**Given problem:**
Update all of the material by replacing "concrete pillar" with "concrete column", keep everything else the same, and leave the pictures out of your answer.

**Materials provided:**
■ ■ ■
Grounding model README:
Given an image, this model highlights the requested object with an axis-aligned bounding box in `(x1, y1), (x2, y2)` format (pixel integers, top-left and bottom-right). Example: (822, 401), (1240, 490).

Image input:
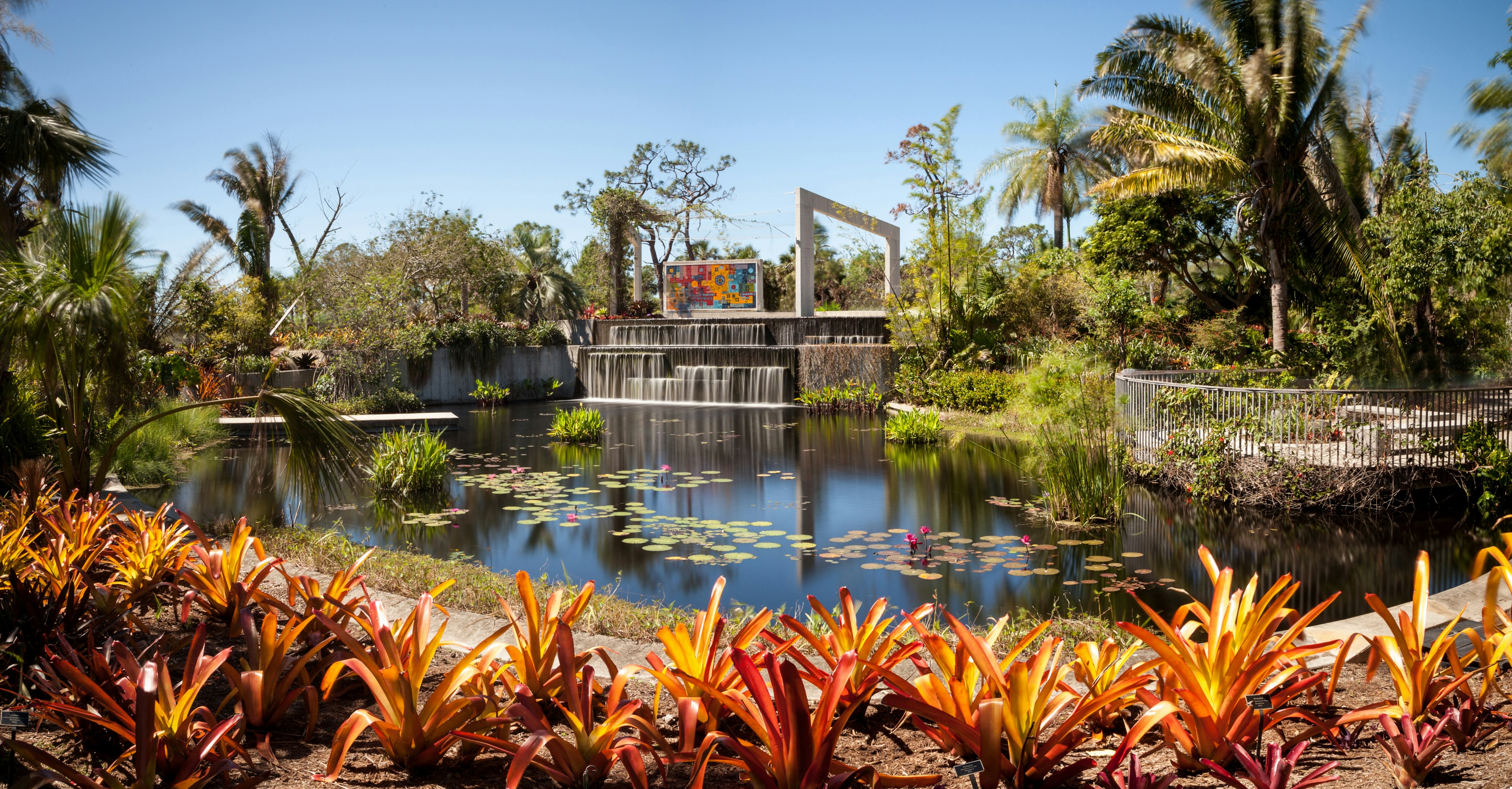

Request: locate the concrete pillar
(630, 230), (644, 301)
(792, 189), (813, 317)
(883, 228), (902, 296)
■ ■ ■
**Completed task:**
Grounding model README:
Given an image, this model highlights the requested object with an axis-aligned bounding box in `(x1, y1), (x2, y2)` format (pixel integers, top-left and bottom-right). Example: (822, 401), (1240, 490).

Image input:

Request: locate the concrete column
(630, 230), (644, 301)
(792, 189), (813, 317)
(883, 228), (902, 296)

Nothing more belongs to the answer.